**OBJECTIVE:** The lines to be copied run from the one containing "outline metal canopy roof, every instance" to the end of the material below; reproduce them exactly, including both ends, and nothing more.

───── INFORMATION SUPPLIED

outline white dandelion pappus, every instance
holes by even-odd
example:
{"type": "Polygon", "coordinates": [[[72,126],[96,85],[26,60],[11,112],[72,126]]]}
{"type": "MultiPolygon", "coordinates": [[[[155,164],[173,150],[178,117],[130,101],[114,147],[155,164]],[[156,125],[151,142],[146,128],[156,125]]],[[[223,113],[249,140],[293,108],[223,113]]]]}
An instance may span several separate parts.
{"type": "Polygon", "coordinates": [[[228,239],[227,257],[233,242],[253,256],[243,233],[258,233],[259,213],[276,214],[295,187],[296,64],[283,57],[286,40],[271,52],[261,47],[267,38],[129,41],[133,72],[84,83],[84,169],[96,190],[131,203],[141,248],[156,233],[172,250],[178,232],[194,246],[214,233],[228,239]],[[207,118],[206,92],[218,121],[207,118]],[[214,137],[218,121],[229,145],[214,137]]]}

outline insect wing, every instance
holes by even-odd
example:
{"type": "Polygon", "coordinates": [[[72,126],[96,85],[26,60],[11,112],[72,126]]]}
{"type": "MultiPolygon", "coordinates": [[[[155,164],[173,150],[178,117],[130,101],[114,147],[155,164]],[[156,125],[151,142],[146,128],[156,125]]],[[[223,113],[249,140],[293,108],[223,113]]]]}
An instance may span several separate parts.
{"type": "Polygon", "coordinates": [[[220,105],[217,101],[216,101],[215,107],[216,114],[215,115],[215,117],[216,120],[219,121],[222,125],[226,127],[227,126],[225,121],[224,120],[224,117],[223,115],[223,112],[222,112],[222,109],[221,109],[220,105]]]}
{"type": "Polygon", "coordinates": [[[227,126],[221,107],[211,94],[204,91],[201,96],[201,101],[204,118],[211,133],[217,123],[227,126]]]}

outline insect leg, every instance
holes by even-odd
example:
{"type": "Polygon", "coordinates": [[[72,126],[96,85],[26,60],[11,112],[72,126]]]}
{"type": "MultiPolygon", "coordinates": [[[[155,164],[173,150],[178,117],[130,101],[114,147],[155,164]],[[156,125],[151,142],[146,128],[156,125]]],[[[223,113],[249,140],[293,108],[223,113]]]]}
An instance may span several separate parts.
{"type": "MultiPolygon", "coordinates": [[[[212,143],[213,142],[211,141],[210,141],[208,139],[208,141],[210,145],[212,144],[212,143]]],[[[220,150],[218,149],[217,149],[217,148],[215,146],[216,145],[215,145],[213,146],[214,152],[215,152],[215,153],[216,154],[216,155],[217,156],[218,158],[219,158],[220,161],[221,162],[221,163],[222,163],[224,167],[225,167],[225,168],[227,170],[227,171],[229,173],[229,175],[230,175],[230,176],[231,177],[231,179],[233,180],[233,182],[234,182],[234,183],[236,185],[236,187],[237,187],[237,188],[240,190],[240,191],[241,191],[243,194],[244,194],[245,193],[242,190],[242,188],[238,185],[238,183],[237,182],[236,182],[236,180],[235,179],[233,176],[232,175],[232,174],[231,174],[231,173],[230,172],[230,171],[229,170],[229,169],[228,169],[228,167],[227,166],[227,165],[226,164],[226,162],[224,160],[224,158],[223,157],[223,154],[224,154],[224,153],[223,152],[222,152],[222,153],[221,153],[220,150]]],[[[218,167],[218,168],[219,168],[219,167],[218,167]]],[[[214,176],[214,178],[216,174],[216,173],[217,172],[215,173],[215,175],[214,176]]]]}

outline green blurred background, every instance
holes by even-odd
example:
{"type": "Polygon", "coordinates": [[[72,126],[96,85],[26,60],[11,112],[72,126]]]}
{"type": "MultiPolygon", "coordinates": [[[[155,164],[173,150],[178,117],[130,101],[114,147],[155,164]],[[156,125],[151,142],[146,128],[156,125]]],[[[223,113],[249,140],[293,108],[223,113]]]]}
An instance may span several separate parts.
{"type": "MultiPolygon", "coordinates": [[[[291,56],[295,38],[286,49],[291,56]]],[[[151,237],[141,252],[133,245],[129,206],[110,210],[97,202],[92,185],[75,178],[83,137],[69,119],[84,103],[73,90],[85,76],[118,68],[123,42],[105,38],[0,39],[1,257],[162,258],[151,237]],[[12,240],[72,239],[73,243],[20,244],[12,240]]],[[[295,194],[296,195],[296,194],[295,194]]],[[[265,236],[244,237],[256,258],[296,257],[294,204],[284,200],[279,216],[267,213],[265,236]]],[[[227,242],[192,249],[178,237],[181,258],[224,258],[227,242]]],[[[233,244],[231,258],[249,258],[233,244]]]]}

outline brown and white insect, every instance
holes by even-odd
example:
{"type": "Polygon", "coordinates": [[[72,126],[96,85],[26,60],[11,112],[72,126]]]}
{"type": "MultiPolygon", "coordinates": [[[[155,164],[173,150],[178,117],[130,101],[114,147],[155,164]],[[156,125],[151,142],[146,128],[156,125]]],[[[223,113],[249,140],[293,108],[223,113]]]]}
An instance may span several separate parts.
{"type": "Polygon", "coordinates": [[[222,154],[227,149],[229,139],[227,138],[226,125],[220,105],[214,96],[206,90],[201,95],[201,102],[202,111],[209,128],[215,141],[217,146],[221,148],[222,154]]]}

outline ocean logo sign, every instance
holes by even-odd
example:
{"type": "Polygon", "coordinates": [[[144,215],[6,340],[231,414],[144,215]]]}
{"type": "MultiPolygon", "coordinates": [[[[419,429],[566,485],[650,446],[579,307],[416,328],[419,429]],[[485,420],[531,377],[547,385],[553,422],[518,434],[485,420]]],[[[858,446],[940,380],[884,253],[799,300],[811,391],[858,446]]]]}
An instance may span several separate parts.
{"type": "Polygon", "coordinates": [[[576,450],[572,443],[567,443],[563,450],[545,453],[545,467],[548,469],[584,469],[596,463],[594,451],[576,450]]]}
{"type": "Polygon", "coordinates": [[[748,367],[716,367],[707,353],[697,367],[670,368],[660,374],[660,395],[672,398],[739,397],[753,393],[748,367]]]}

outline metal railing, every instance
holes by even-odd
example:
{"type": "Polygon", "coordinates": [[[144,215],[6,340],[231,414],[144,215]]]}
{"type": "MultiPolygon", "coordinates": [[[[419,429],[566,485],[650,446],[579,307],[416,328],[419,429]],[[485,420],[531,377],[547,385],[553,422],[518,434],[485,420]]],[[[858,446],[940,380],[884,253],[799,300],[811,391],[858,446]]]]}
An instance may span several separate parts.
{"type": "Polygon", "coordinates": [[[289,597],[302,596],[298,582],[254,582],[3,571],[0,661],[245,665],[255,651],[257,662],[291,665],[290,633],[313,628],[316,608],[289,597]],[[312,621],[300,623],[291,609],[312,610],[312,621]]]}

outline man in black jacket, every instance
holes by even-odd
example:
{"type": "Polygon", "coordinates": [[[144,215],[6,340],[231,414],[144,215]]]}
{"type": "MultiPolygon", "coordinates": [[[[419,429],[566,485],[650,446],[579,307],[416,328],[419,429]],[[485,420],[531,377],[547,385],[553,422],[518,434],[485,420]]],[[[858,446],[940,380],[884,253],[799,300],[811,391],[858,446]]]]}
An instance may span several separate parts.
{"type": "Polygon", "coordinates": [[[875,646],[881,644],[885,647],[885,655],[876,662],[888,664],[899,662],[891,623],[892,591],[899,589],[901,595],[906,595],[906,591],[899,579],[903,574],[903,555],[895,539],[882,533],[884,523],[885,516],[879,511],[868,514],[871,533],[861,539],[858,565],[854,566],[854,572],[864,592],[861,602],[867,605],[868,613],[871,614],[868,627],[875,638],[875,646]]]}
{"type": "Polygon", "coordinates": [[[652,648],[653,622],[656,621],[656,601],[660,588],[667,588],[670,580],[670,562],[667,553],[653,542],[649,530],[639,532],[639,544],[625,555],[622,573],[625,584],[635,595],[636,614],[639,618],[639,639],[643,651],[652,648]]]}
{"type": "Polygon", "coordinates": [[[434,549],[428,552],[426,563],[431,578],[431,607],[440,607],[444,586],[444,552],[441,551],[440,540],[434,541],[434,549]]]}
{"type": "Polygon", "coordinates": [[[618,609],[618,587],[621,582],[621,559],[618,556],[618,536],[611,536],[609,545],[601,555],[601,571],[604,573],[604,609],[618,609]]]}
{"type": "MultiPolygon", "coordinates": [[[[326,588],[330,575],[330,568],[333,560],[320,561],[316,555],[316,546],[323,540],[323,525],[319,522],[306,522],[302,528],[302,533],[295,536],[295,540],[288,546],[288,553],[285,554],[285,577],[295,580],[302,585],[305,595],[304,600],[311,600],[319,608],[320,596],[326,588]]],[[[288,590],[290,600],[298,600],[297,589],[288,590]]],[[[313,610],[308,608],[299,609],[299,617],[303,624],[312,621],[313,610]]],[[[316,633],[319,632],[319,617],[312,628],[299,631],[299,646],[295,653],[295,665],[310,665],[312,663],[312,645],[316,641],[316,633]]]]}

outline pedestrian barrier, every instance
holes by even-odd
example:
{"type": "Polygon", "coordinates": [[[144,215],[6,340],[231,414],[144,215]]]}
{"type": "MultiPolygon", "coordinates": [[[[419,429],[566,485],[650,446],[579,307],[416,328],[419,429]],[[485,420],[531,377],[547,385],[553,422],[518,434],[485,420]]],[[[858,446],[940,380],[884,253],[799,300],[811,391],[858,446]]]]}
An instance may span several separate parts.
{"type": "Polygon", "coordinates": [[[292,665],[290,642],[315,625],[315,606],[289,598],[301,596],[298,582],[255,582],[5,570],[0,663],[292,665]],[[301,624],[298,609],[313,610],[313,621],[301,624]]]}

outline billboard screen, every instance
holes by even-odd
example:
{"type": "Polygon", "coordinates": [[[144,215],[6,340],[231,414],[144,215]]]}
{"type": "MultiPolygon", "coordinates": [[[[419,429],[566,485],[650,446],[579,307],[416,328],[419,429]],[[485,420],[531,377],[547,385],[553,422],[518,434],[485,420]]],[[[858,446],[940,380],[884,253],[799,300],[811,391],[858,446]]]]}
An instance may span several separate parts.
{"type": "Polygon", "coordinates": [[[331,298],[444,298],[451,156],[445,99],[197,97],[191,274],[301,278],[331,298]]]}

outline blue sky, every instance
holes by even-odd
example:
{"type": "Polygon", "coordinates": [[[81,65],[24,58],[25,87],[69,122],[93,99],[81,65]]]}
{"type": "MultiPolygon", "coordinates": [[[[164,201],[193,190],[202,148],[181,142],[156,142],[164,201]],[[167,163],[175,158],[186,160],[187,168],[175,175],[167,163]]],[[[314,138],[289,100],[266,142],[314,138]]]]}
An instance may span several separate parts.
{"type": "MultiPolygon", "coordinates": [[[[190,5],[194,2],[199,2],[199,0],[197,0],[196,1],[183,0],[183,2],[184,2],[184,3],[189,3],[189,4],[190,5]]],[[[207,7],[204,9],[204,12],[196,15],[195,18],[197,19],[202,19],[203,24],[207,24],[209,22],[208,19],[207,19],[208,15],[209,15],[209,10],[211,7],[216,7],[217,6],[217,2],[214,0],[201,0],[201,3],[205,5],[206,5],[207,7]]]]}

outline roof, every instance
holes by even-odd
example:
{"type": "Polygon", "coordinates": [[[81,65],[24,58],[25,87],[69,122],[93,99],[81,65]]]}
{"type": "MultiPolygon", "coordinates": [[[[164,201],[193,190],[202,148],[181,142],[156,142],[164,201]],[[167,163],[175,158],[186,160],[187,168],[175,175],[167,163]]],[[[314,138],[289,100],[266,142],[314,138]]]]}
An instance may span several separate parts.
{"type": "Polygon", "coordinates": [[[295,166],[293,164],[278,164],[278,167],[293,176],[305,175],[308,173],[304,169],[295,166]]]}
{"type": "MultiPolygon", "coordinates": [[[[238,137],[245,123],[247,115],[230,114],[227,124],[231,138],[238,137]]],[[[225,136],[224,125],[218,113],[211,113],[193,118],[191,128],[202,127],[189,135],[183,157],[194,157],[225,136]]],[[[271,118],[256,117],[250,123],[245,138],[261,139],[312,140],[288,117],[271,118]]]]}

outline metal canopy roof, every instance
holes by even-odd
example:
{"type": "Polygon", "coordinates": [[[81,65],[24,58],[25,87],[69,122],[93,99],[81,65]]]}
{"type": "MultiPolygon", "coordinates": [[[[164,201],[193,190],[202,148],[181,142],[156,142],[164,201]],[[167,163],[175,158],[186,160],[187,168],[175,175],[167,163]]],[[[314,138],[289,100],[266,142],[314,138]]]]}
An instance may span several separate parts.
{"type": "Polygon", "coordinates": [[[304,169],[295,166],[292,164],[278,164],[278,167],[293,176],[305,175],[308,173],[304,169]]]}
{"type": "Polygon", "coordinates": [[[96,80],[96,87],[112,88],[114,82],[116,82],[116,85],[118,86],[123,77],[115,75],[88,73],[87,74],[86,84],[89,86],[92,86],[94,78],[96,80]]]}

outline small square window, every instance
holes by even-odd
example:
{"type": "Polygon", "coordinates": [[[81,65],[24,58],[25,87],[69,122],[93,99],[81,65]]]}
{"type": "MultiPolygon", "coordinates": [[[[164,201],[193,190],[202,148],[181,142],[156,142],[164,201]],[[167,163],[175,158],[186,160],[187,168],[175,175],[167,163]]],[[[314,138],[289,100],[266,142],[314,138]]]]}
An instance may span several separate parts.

──────────

**COMPLETED TASK:**
outline metal canopy roof, every instance
holes by even-odd
example:
{"type": "Polygon", "coordinates": [[[81,65],[24,58],[25,87],[69,122],[93,99],[81,65]]]}
{"type": "MultiPolygon", "coordinates": [[[[164,201],[193,190],[202,148],[181,142],[156,142],[164,201]],[[167,163],[175,158],[186,160],[187,168],[175,175],[167,163]]],[[[314,138],[289,100],[266,142],[314,138]]]]}
An instance may span several separate parts.
{"type": "Polygon", "coordinates": [[[304,169],[295,166],[292,164],[278,164],[278,167],[293,176],[305,175],[308,173],[304,169]]]}
{"type": "Polygon", "coordinates": [[[96,80],[96,87],[112,88],[114,82],[116,82],[116,85],[118,86],[123,77],[115,75],[88,73],[87,74],[86,84],[89,86],[92,86],[94,78],[96,80]]]}

outline small square window, every instance
holes by even-odd
example:
{"type": "Polygon", "coordinates": [[[81,65],[24,58],[25,87],[69,122],[93,99],[81,65]]]}
{"type": "MultiPolygon", "coordinates": [[[[164,201],[193,190],[202,148],[181,142],[156,142],[164,201]],[[167,163],[175,158],[186,160],[187,168],[175,175],[167,163]]],[[[314,138],[289,100],[266,142],[314,138]]]]}
An instance may span several separate parts.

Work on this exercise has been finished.